→ **Provided passage**

◆ ◆ ◆ ◆ ◆

UNP-SJB unity debate revives questions over lost voters, Sajith Premadasa’s rise and whether old UNP bases can return.
UNP-SJB unity has once again raised the central question in opposition politics: can the two sides win back the voters they lost?
“If the UNP is to win again, the UNP must change. In the Bible, Jesus says that sinners can enter heaven only if they change so completely that it would be like a camel passing through the eye of a needle. If we are to come to power, we too must change as drastically as a camel squeezing through the eye of a needle.”
That was what J.R. Jayewardene told a group of UNP leaders who met him after the party’s crushing defeat at the 1970 General Election.
J.R. then transformed the UNP exactly as he had promised. He understood that the party could no longer win elections by depending only on the village elite.
By then, the UNP had developed the image of an elitist capitalist party. Many people believed that to become a UNP electorate organiser, or even a municipal council candidate, a person had to be wealthy, influential and socially prominent.
J.R. wanted to destroy that perception. He opened the doors of Sirikotha to ordinary people.
One of the clearest examples of that shift was his decision to elevate Ranasinghe Premadasa. J.R. wanted to show that the UNP was no longer merely a party of the privileged and wealthy.
After the death of Dudley Senanayake, when J.R. became party leader, he appointed young men from humble village families as electorate organisers.

◆ ◆ ◆ ◆ ◆

→ **What to work on**
a: For each statement, say whether it agrees with the passage on UNP-SJB unity, and quote the deciding words: (i) J.R. Jayewardene spoke to a group of UNP leaders after the party lost the 1970 General Election. (ii) J.R. believed the UNP could keep winning elections by relying only on the village elite. (iii) As party leader, J.R. chose electorate organizers from wealthy families.
b: Please carry the passage on UNP-SJB unity forward from its last sentence.
The records come from a different source than the passage on UNP-SJB unity.

◆ ◆ ◆ ◆ ◆

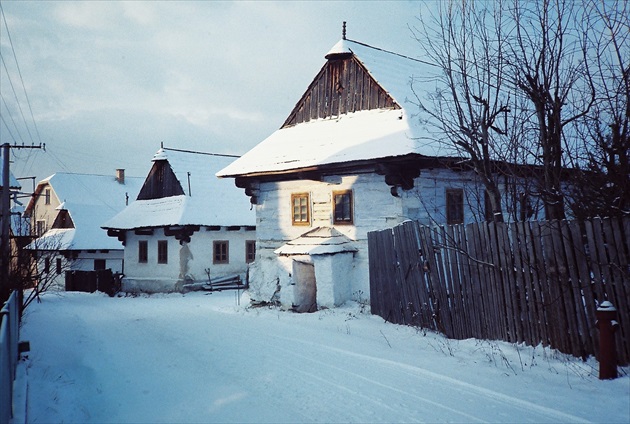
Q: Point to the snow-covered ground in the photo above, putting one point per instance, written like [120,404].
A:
[203,358]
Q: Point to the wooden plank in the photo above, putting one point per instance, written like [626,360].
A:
[491,255]
[456,304]
[425,309]
[511,288]
[540,269]
[585,302]
[402,256]
[571,290]
[432,276]
[525,316]
[478,286]
[618,266]
[530,276]
[443,290]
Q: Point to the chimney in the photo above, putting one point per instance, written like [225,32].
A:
[120,176]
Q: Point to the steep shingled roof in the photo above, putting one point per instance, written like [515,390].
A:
[356,136]
[207,199]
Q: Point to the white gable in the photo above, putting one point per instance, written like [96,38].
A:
[362,135]
[207,199]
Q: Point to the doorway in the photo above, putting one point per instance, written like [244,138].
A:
[305,288]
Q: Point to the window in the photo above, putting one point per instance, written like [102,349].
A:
[454,206]
[250,251]
[342,207]
[488,214]
[143,251]
[162,251]
[40,228]
[220,252]
[301,209]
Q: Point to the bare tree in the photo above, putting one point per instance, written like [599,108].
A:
[37,267]
[547,63]
[469,106]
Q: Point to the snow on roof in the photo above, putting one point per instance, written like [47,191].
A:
[207,199]
[13,182]
[90,200]
[362,135]
[94,190]
[319,241]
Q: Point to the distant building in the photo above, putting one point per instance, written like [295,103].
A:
[185,226]
[66,213]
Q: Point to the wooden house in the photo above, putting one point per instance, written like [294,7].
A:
[351,157]
[186,226]
[66,212]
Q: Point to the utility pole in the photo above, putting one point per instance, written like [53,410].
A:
[5,207]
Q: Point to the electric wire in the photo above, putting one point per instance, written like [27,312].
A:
[28,102]
[17,100]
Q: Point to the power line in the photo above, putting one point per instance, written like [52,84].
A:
[17,100]
[28,102]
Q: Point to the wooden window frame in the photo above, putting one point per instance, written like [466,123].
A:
[488,215]
[58,266]
[143,251]
[250,251]
[350,216]
[301,222]
[450,218]
[100,264]
[162,251]
[220,252]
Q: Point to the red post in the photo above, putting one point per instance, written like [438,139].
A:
[607,325]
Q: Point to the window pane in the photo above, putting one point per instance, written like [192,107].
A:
[454,206]
[342,208]
[143,255]
[220,252]
[250,251]
[300,213]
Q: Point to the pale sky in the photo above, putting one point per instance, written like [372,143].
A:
[109,81]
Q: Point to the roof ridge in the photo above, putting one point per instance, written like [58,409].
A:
[200,153]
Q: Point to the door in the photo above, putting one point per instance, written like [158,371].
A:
[305,288]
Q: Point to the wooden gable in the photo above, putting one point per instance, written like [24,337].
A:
[63,220]
[161,182]
[342,86]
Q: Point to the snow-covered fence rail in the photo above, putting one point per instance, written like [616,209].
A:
[9,327]
[530,282]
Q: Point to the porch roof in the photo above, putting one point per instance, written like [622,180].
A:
[318,241]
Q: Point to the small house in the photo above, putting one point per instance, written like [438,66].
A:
[186,226]
[351,157]
[66,212]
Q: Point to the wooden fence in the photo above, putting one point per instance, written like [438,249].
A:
[525,282]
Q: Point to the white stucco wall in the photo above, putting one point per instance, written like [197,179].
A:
[374,208]
[155,277]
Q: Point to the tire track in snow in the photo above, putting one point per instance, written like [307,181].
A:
[551,414]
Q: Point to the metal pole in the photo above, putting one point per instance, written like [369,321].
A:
[6,224]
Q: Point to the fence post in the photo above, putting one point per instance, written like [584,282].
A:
[606,323]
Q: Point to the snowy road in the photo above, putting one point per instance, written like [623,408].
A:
[201,358]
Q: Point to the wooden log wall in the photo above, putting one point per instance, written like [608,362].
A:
[342,86]
[524,282]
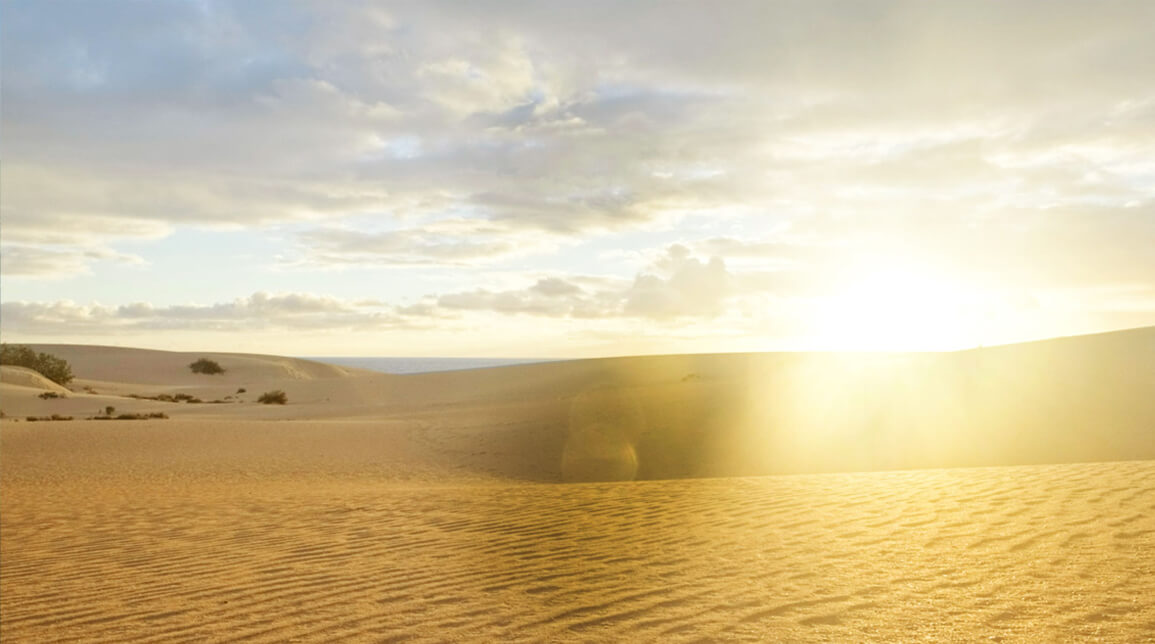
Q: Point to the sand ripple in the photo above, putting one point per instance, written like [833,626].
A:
[1022,553]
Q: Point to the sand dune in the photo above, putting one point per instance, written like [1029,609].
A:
[28,379]
[432,507]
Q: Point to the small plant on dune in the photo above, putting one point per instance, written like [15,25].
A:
[276,397]
[206,366]
[51,367]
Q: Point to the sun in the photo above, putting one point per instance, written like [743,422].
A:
[898,308]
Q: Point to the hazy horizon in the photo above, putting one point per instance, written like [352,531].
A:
[432,179]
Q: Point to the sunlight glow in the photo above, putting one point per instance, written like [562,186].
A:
[899,308]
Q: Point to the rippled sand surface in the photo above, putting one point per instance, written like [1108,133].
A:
[321,548]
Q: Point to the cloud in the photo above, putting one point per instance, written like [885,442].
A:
[796,137]
[692,287]
[258,312]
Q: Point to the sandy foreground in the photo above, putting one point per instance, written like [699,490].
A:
[1006,494]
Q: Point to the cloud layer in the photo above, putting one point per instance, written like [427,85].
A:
[650,162]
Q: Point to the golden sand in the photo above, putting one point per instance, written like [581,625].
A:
[432,508]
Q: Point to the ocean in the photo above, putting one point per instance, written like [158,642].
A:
[424,365]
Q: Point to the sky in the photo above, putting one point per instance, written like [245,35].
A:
[574,179]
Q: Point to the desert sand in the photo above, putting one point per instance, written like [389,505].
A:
[1005,493]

◆ ◆ ◆ ◆ ◆

→ **Answers per task**
a:
(i) Yes: "That was what J.R. Jayewardene told a group of UNP leaders who met him after the party’s crushing defeat at the 1970 General Election."
(ii) No: "He understood that the party could no longer win elections by depending only on the village elite."
(iii) No: "he appointed young men from humble village families as electorate organisers."

b:
The first election he faced after reshaping the party was the Ja-Ela by-election.
At the time, party elites were trying to nominate a young man from a prominent Ja-Ela family. But Premadasa came to meet J.R. with a different suggestion.
“Sir, this young man works at Rathnawali film Hall in Ja-Ela. He comes from a modest family. Let’s nominate him,” Premadasa said.
That young man was Joseph Michael.
“This is the perfect opportunity to demonstrate the party’s transformation. Let us nominate this young man and show the country that the UNP is now the party of the common man,” J.R. replied, accepting Premadasa’s proposal fully.
The UNP’s historic 1977 landslide, which delivered a five-sixths majority in Parliament, was achieved by combining J.R.’s support among elite classes with Premadasa’s strength among the poor.
In reality, D.S. Senanayake had originally built the UNP by bringing together Sri Lanka’s wealthiest elite and its poorest citizens.
The poor were drawn toward the UNP largely because they depended economically and socially on the village elite. S.W.R.D. Bandaranaike, however, built the SLFP around the middle class.
Later, when the Lanka Sama Samaja Party and the Communist Party joined hands with the SLFP, many poor voters in both urban and rural areas moved toward the SLFP-left alliance.
D.S. had attracted poor voters to the UNP by fielding influential village elites as candidates.
In contrast, the SLFP-left alliance increasingly nominated schoolteachers, indigenous physicians and other ordinary people. That made poorer voters more willing to accept leadership from people who looked and lived like them.
At the same time, reforms such as changes to land laws, the nationalisation of plantations and the nationalisation of bus companies weakened the control that village elites had long exercised over poorer communities.
That was another reason the UNP gradually lost the support of poorer voters.
J.R. and Premadasa understood these social realities when they opened the party to ordinary people.
Until 1977, the SLFP and the left had branded the UNP as a party of wealthy elites.
After 1977, J.R. used Premadasa to counter that attack by portraying the SLFP as a party controlled by aristocratic families.
Premadasa successfully built a massive poor voter base for the UNP.
Programmes such as Gam Udawa, the Foster Parents Scheme and Janasaviya were specifically designed to uplift the poor.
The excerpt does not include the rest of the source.